Reproduce the data that follows in its entirety, character for character.

___ Exercise data

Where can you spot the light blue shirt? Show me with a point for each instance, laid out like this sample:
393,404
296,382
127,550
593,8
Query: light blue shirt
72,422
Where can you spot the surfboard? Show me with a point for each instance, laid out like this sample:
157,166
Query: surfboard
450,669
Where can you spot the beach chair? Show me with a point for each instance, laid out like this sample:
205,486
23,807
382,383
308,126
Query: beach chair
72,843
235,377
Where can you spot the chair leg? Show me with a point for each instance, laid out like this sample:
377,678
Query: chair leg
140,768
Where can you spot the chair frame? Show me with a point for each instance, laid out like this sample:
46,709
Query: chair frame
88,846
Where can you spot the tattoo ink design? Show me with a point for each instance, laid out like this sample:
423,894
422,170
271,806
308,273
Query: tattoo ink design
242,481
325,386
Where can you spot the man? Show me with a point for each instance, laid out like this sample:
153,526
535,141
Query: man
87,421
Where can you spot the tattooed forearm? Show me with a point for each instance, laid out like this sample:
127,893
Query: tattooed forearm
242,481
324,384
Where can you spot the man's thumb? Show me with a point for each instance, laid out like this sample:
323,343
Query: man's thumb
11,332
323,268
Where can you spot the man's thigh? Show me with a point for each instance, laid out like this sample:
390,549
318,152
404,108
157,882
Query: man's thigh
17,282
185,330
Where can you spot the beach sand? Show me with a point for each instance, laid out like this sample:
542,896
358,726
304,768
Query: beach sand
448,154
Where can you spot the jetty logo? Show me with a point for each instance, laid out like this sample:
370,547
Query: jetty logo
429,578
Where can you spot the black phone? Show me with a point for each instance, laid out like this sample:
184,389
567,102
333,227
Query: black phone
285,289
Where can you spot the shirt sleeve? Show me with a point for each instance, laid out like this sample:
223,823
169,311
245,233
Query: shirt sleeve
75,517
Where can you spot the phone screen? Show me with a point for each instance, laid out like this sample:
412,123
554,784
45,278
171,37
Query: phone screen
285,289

______

**Complete response**
Where can you spot the light blue shirt? Show me with a point for each instance, laid out like this sample:
393,404
296,382
127,550
593,8
Query: light blue shirt
72,422
Where can you spot the surfboard? Show me with a point for each instance, laid out like this sample:
157,166
Query: surfboard
450,669
Where can you spot the beach chair? Show me with a point for each instance, laid out like this sample:
205,486
23,807
382,383
308,126
Query: beach chair
72,843
235,377
Where can you spot the chair leg? Show me with a point for each instance, laid out like this sample:
377,678
Query: chair leg
140,768
Where can you spot the chair frame? Show me with a point for each instance, laid out like this sample:
46,709
Query: chair frame
88,846
Where can you spot the tattoo ink design? Show me with a point for each instance, laid out like this sample:
423,894
422,170
271,806
308,273
Query: tattoo ink design
242,481
325,386
Where can you spot the man? Show me with a point for each instance, laid out like this sample:
153,526
535,141
Query: man
87,421
Where can you spot the tattooed forearm? Show me with a point for each instance, laid out like this sample:
127,893
Query: tattooed forearm
242,481
324,384
Where can you spot the man's thumb? Show me with a point for each instance, laid out like this sample:
323,343
Query: man's thumb
11,332
323,268
Where can you spot the man's thigh? Show me with a point for each instance, laid out like this sample:
390,549
318,152
404,108
157,882
Query: man's thigh
17,282
185,330
Where can you spot the beach sand? Show me with a point for each instance, laid out like this sample:
542,896
358,726
304,768
Query: beach sand
448,154
Where can you spot the jetty logo? Show me with a point for each instance, laid out like this sample:
370,547
Query: jetty logo
429,578
Where can you spot the black phone? Show me with a point for each instance, laid out like this sample:
184,389
567,102
333,227
Query: black phone
285,289
Where can you spot the shirt sleeve? Show me with a point for each instance, laid out like this sample:
223,823
169,311
245,233
Query: shirt sleeve
75,517
Where can you spot the phone screen? Show me with a point for each instance, laid out like this sample:
412,123
554,784
45,278
171,37
Query: phone screen
285,289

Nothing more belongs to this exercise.